## [THE PROBLEM]
Transcribe without any change the rows from the line containing "bird above? Mark it with a dot." through the last row below, and nothing else.

## [GIVEN INFORMATION]
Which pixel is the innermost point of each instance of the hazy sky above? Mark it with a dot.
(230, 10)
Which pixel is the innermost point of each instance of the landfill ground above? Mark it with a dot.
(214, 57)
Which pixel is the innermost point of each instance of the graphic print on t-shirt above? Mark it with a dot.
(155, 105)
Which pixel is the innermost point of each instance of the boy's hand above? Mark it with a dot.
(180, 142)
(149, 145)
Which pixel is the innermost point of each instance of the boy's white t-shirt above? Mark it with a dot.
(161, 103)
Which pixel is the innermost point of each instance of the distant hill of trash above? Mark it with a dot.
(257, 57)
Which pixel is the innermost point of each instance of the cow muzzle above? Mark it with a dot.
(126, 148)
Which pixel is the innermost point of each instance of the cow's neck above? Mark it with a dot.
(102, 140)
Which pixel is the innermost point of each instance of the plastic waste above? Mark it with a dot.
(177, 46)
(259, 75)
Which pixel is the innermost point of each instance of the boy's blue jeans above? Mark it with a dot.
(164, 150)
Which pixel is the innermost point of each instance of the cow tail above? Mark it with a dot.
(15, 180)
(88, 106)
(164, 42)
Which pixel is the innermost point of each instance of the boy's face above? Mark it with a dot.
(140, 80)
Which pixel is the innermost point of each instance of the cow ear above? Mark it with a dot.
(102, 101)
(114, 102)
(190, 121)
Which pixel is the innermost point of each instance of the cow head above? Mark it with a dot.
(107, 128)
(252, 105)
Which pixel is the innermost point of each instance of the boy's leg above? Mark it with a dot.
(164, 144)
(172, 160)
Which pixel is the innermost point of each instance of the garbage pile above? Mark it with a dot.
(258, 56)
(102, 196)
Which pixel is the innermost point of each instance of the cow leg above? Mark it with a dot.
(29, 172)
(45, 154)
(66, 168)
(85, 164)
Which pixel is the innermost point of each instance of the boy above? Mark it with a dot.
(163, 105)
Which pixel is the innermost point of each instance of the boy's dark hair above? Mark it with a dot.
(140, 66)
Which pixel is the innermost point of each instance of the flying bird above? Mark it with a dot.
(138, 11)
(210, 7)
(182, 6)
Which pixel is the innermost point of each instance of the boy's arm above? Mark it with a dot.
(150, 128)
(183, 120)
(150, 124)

## [RESPONSE FOR THIS EXERCISE]
Which pixel is the innermost point of each instance of the flying bird above? Mark it with a dot.
(138, 11)
(210, 7)
(182, 6)
Which pixel is the innermost point of each instance of the boy's arm above? Mark it with a dot.
(150, 128)
(183, 120)
(150, 124)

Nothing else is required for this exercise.